Exercise materials -
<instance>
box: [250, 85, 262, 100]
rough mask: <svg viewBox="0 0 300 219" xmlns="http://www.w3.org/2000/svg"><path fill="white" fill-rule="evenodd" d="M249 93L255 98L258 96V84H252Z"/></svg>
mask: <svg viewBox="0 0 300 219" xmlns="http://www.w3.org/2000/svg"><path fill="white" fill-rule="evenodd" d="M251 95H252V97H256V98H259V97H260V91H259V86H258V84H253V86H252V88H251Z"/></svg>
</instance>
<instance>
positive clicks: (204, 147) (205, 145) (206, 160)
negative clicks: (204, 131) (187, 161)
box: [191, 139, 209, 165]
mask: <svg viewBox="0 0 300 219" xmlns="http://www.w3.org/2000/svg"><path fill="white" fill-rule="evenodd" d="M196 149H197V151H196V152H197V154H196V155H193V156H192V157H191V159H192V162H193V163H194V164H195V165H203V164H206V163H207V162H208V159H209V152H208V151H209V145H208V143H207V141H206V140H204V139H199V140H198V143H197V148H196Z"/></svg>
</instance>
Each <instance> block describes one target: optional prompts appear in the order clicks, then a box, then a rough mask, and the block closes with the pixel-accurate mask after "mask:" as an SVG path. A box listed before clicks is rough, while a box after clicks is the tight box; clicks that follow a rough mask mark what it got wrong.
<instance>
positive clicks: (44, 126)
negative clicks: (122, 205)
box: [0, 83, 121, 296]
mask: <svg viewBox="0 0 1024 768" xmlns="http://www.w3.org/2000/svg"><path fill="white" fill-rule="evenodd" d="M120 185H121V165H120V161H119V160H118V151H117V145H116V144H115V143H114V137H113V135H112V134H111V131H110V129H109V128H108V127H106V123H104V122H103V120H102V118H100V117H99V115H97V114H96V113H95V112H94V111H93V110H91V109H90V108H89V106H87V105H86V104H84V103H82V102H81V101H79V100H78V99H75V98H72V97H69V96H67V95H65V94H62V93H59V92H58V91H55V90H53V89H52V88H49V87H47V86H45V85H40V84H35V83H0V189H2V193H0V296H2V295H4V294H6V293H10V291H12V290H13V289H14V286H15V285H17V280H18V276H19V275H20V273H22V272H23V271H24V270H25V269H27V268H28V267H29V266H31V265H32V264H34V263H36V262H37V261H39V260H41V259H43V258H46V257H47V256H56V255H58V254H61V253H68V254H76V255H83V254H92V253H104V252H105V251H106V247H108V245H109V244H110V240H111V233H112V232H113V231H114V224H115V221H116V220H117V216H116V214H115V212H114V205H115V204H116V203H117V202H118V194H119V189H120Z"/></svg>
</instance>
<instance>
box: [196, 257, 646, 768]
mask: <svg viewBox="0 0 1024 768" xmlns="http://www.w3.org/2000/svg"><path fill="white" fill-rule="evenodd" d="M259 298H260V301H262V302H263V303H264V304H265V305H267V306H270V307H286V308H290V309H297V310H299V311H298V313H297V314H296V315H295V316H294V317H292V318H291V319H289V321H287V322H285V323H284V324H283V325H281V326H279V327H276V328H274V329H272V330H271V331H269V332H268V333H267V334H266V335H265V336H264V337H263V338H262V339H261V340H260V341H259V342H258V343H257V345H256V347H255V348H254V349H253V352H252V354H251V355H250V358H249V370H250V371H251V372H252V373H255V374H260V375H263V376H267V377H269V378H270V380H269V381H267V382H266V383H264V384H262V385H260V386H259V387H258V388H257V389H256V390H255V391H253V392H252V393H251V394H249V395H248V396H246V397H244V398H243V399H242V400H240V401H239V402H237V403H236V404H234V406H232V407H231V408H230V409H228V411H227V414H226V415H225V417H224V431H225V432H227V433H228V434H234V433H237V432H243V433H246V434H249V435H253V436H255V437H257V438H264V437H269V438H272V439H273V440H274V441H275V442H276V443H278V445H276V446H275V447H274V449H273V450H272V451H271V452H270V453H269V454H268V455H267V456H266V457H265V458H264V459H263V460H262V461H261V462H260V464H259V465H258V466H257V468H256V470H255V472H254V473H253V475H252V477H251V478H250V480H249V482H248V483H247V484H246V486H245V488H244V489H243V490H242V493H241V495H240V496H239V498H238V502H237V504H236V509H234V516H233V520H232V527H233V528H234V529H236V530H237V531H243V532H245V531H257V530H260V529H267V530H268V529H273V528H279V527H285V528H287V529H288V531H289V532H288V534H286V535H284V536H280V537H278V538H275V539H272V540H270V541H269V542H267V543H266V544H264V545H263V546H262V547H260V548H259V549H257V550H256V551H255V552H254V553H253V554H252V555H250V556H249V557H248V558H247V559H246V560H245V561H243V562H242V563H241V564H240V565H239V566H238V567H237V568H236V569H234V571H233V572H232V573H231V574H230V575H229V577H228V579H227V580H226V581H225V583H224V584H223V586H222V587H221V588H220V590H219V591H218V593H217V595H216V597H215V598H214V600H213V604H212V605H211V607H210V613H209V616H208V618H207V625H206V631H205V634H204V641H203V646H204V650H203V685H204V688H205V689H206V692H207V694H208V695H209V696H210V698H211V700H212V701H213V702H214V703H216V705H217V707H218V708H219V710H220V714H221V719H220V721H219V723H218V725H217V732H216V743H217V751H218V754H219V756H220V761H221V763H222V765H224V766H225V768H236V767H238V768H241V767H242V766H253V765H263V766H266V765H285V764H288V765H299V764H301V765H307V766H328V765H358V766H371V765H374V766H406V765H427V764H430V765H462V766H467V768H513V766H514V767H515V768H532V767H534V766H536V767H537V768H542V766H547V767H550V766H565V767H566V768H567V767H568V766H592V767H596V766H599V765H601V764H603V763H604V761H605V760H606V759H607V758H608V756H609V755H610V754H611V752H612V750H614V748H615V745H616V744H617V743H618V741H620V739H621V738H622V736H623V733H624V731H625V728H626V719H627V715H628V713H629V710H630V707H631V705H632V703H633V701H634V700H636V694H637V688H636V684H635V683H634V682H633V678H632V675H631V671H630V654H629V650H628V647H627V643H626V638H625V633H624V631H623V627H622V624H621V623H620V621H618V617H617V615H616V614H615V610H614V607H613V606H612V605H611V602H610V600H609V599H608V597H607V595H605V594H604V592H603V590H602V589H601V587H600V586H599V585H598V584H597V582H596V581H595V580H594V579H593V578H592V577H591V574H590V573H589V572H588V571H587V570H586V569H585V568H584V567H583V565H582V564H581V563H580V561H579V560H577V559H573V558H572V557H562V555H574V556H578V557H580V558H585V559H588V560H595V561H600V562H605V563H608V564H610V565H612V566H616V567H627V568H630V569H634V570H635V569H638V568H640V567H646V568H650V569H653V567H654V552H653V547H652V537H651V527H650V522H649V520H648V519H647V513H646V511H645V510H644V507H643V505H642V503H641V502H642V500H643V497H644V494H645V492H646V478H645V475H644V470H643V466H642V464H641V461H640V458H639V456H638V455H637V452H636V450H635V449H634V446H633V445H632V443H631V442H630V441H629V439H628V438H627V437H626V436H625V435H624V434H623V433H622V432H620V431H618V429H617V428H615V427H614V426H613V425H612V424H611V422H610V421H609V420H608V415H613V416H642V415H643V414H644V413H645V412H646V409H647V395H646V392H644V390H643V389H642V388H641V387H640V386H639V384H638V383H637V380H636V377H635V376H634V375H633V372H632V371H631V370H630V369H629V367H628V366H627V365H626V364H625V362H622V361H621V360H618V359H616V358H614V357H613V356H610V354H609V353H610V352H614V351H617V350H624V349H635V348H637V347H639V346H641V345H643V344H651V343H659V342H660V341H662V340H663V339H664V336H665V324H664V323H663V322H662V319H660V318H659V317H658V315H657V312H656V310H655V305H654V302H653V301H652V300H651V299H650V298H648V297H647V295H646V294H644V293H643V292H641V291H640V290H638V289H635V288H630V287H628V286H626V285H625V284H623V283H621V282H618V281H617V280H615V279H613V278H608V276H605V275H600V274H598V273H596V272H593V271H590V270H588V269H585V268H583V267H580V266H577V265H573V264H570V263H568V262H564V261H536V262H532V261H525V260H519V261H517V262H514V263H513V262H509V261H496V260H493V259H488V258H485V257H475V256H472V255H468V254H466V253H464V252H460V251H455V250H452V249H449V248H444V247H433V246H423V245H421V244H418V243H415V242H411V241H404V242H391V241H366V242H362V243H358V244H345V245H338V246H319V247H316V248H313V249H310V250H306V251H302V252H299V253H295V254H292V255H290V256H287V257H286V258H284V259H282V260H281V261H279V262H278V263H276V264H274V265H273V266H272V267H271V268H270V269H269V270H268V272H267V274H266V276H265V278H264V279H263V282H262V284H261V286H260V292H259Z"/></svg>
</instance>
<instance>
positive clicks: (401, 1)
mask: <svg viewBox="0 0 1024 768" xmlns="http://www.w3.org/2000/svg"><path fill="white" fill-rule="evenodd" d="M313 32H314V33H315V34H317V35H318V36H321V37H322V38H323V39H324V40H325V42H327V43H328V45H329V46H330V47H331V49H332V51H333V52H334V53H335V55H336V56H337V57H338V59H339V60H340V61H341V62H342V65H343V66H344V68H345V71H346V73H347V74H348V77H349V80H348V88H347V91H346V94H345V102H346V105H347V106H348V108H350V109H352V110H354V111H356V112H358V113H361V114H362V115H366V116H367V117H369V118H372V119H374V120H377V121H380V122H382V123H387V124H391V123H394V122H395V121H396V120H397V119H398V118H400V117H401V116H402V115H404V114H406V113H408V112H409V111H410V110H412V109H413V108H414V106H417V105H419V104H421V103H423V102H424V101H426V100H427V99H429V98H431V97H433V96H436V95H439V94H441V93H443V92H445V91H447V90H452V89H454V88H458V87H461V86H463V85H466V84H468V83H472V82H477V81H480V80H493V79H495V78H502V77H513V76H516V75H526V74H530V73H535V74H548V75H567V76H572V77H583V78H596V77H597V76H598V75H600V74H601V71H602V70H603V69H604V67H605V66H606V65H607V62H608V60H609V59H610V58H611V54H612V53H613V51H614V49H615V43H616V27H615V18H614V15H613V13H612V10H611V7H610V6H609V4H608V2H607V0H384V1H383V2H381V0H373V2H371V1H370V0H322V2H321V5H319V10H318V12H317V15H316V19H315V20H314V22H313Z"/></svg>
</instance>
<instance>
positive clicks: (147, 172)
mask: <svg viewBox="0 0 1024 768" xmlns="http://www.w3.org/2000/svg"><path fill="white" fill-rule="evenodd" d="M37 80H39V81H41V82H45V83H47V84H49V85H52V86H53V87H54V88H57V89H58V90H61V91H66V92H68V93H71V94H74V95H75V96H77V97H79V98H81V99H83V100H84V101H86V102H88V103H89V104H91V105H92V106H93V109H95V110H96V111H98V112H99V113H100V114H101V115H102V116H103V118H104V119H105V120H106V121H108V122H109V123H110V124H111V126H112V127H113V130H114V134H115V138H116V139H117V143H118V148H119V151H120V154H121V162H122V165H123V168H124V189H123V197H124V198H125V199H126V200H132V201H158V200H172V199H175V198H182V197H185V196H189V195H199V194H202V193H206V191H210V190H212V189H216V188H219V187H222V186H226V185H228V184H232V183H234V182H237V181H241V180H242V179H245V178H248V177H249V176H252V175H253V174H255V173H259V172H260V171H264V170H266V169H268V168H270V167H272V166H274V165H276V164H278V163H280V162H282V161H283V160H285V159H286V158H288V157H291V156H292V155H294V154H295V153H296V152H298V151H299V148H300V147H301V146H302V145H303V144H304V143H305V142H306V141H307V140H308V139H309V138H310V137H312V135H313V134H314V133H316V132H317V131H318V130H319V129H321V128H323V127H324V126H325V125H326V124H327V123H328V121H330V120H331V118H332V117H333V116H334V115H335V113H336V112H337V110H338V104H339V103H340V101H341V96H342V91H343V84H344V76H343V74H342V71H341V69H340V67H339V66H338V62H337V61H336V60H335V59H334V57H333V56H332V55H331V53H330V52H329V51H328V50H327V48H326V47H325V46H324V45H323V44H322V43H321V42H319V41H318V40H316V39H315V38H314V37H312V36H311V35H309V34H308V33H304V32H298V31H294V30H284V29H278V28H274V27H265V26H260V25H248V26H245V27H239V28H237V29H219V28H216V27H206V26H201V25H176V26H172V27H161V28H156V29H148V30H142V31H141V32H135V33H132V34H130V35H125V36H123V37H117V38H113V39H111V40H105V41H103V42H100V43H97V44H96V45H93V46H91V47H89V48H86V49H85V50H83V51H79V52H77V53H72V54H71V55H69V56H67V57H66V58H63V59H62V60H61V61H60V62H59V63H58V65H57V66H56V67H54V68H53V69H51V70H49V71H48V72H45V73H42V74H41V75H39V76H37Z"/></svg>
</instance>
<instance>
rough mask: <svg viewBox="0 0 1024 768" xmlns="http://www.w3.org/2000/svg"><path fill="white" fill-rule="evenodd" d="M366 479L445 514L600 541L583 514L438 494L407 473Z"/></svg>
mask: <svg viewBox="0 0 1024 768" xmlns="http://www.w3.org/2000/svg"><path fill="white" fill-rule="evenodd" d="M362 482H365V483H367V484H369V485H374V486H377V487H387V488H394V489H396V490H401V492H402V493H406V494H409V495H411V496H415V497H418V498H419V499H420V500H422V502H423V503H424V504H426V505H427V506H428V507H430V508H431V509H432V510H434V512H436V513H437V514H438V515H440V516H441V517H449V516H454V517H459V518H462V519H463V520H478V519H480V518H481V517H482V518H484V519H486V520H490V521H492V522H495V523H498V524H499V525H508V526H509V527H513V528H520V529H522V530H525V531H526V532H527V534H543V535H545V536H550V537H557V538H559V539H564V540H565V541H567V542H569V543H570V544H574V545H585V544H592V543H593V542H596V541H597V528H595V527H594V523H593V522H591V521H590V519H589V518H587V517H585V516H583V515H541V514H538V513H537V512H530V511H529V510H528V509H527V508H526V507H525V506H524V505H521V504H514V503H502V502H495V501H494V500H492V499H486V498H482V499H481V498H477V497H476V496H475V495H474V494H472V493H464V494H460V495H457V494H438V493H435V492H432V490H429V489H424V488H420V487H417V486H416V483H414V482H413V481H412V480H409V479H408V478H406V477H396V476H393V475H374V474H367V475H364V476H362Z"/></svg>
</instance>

Exercise -
Turn the items into a numbered list, beginning with the first line and continuing through the line with "positive clicks: (44, 126)". Leave out blank lines.

Exercise output -
1. <instance>
2. box: [250, 85, 262, 100]
3. rough mask: <svg viewBox="0 0 300 219" xmlns="http://www.w3.org/2000/svg"><path fill="white" fill-rule="evenodd" d="M249 93L255 98L258 96V84H252Z"/></svg>
4. mask: <svg viewBox="0 0 300 219" xmlns="http://www.w3.org/2000/svg"><path fill="white" fill-rule="evenodd" d="M251 95H252V97H256V98H259V97H260V91H259V86H258V84H253V86H252V88H251Z"/></svg>
5. </instance>
6. <instance>
7. positive clicks: (204, 147) (205, 145) (206, 160)
8. negative clicks: (204, 131) (187, 161)
9. box: [191, 139, 209, 165]
10. mask: <svg viewBox="0 0 300 219" xmlns="http://www.w3.org/2000/svg"><path fill="white" fill-rule="evenodd" d="M196 149H197V151H196V152H197V154H196V155H193V156H192V157H191V159H192V162H193V163H194V164H195V165H203V164H206V163H207V162H208V159H209V152H208V151H209V145H208V143H207V141H206V140H204V139H199V140H198V143H197V148H196Z"/></svg>
11. </instance>
12. Each <instance> block describes one target: optional prompts appear in the order clicks, then a box, then a rough mask, and the block closes with the pixel-accurate mask after "mask:" as an SVG path. A box listed before clicks is rough, while a box after clicks is the tight box; clicks that follow a rough mask mark what it got wrong.
13. <instance>
14. positive clicks: (44, 126)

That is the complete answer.